__Document excerpt__:

__________________________________________________

Development

Local setup, testing strategies, and development workflow for the topic modeling worker.

Setup

# Install dependencies (requires Python 3.11+)
uv sync
 
# First run downloads LaBSE (~1.8 GB)

Commands

Command	Purpose
`uv sync`	Install/update dependencies
`uv run pytest`	Run test suite
`uv run ruff check src/ tests/`	Lint
`uv run ruff format src/ tests/`	Format
`uv run python test_local.py`	Local smoke test

Testing Strategies

1. Unit Tests (`uv run pytest`)

Standard pytest tests in tests/. Test individual functions in isolation — metric computation, parameter scaling, schema validation, etc.

2. Local Smoke Test (`test_local.py`)

Calls handler() directly with 30 synthetic items and clustered embeddings. Bypasses RunPod entirely.

uv run python test_local.py

What it does:

Generates 30 items with sample multilingual texts
Creates synthetic 768-dim embeddings with 3 artificial clusters (shifted by cluster * 2)
Uses reduced params: min_topic_size=5, nr_topics=3, umap_n_neighbors=10
Prints discovered topics, assignments, outlier count, and metrics

Works on CPU (slow, ~30-60s) or GPU (fast, ~5-10s). First run downloads LaBSE if not cached.

3. Mock Worker (API Integration Test)

The API repo includes a mock worker that returns fake topic modeling results. Use this to test the full pipeline flow without running the real BERTopic worker:

cd ../api.faculytics
docker compose up          # starts Redis + mock worker on port 3001

Then set in the API's .env:

TOPIC_MODEL_WORKER_URL=http://localhost:3001/topic-model

The mock worker returns pre-built topics, assignments, and metrics, allowing you to test the TopicModelProcessor's persistence logic, pipeline advancement, and downstream stages (topic labeling, recommendations).

Development Workflow

Schema Sync

The Pydantic models in src/models.py must match the Zod schemas in:

api.faculytics/src/modules/analysis/dto/topic-model-worker.dto.ts

When changing request/response shapes:

Update the Pydantic models in src/models.py
Update the Zod schemas in the API's topic-model-worker.dto.ts
Verify alignment by running the API's mock worker tests

All Pydantic models use ConfigDict(extra="ignore") — extra fields in the request (like jobId, metadata, publishedAt) are silently dropped during validation, keeping the worker decoupled from envelope format changes.

Code Style

Formatter: Ruff with line-length = 100
Lint rules: E (pycodestyle), F (pyflakes), I (isort), UP (pyupgrade)
Target: Python 3.11

__________________________________________________

__Exercises to complete__:
a - In the development guide, what line length is Ruff configured to use?
b - Translate this sentence from the development guide into Spanish: "The API repo includes a mock worker that returns fake topic modeling results."
The listing is separate material and has no connection to the development guide.

__Dataset excerpt__:
__________________________________________________

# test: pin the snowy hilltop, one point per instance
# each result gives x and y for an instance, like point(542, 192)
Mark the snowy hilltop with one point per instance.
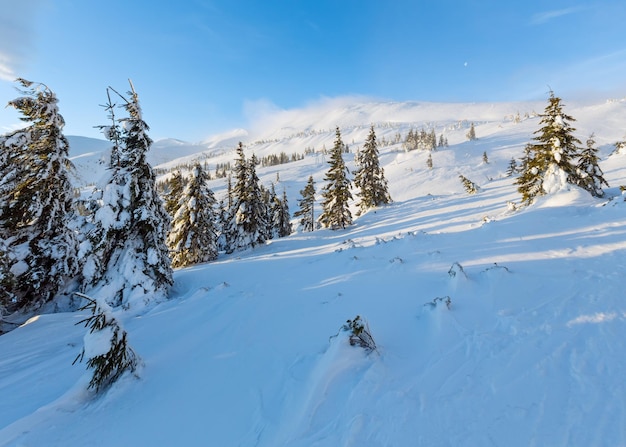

__________________________________________________

__Expected answers__:
a - 100

b - El repositorio de la API incluye un worker simulado que devuelve resultados falsos de modelado de temas.